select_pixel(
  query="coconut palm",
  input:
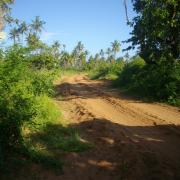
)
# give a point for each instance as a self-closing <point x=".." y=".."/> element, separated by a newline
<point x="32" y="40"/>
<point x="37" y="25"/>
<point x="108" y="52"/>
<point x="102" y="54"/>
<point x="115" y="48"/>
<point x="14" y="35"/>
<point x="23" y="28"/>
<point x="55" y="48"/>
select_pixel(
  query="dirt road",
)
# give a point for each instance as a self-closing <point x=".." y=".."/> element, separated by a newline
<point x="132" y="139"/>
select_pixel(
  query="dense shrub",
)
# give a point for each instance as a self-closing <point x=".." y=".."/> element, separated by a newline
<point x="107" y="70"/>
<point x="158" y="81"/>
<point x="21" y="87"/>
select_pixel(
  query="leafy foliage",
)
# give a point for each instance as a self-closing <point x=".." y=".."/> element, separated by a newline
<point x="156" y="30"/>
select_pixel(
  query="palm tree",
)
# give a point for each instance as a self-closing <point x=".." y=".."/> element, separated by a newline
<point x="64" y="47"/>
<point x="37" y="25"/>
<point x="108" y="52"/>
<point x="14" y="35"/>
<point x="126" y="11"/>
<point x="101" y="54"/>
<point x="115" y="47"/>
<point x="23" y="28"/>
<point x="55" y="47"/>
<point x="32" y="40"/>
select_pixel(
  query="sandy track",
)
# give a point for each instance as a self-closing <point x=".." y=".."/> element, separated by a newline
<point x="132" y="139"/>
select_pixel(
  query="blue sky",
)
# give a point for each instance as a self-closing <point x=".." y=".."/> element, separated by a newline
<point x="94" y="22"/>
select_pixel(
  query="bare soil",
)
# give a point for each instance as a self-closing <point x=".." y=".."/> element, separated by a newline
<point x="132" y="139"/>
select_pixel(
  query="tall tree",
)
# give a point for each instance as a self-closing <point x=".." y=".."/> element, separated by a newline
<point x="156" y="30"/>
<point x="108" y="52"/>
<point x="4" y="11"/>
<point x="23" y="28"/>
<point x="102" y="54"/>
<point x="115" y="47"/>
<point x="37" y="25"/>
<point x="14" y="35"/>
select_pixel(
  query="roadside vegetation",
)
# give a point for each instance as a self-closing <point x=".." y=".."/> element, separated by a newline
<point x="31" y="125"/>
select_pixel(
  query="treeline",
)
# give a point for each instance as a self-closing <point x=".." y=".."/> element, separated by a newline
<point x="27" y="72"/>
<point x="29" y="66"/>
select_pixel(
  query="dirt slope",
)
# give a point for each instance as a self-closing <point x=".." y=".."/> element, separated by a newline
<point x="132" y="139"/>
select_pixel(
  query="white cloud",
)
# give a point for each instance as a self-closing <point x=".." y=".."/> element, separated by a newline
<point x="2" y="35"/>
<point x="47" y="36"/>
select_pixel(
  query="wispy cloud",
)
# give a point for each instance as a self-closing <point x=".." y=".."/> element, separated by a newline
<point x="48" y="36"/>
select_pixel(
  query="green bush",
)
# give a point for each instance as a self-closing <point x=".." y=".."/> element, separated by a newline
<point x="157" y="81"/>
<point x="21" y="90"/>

________________________________________

SET EXERCISE ▸ Copy out every line of the material above exactly, skipping the pictures.

RESULT FOR THIS EXERCISE ▸
select_pixel(
  query="coconut palm",
  input:
)
# give a point for each instance as a self-closing <point x=".." y=".."/> element, separated by a newline
<point x="32" y="40"/>
<point x="37" y="25"/>
<point x="108" y="52"/>
<point x="102" y="54"/>
<point x="115" y="48"/>
<point x="14" y="35"/>
<point x="23" y="28"/>
<point x="55" y="48"/>
select_pixel(
  query="dirt road",
)
# give a point for each instance as a self-closing <point x=".." y=".."/> element, separated by a newline
<point x="132" y="139"/>
select_pixel(
  query="dense shrub",
)
# give a point for each instance as a self-closing <point x=".." y=".."/> element, separated by a newline
<point x="107" y="70"/>
<point x="158" y="81"/>
<point x="21" y="87"/>
select_pixel(
  query="leafy foliage",
)
# give a point for each instance as a self-closing <point x=".." y=".."/> element, separated by a newline
<point x="156" y="30"/>
select_pixel(
  query="palm tree",
)
# give a point for each instance as a self-closing <point x=".." y=".."/> element, separated by a newline
<point x="64" y="47"/>
<point x="37" y="25"/>
<point x="108" y="52"/>
<point x="14" y="35"/>
<point x="126" y="11"/>
<point x="101" y="54"/>
<point x="115" y="47"/>
<point x="23" y="28"/>
<point x="55" y="47"/>
<point x="32" y="40"/>
select_pixel(
  query="sandy track",
)
# give a point for each instance as a self-closing <point x=".." y=".."/> element, separated by a newline
<point x="132" y="139"/>
select_pixel(
  query="blue sky",
)
# give a point for each instance as a self-closing <point x=".." y=".."/> element, separated by a newline
<point x="94" y="22"/>
select_pixel(
  query="bare soil",
)
# give a point for each instance as a self-closing <point x=".." y=".."/> element, separated by a newline
<point x="132" y="139"/>
select_pixel(
  query="tall tree",
)
# give a point for each instance as a self-closing <point x=".." y=".."/> element, separated by a newline
<point x="156" y="30"/>
<point x="108" y="52"/>
<point x="4" y="11"/>
<point x="23" y="28"/>
<point x="102" y="54"/>
<point x="115" y="47"/>
<point x="37" y="25"/>
<point x="14" y="35"/>
select_pixel(
  query="roadside vegetation",
)
# give a point for each instance as a self-closing <point x=".." y=".."/> element, separated by a newline
<point x="31" y="125"/>
select_pixel(
  query="treeline",
)
# give a point for each instance as a self-closing <point x=".." y=".."/> element, separated by a newline
<point x="27" y="72"/>
<point x="29" y="66"/>
select_pixel(
  query="dirt slope",
)
# give a point for each instance as a self-closing <point x=".." y=".."/> element, separated by a newline
<point x="132" y="139"/>
select_pixel(
  query="white cloud",
)
# give a point for each instance as a self-closing <point x=".." y=".."/> element, separated by a newline
<point x="2" y="35"/>
<point x="47" y="36"/>
select_pixel(
  query="wispy cloud",
)
# give a point for each instance as a self-closing <point x=".." y=".."/> element, separated by a newline
<point x="48" y="36"/>
select_pixel(
  query="green bush",
)
# give a point for each instance as a self-closing <point x=".." y=".."/> element, separated by a newline
<point x="157" y="81"/>
<point x="21" y="90"/>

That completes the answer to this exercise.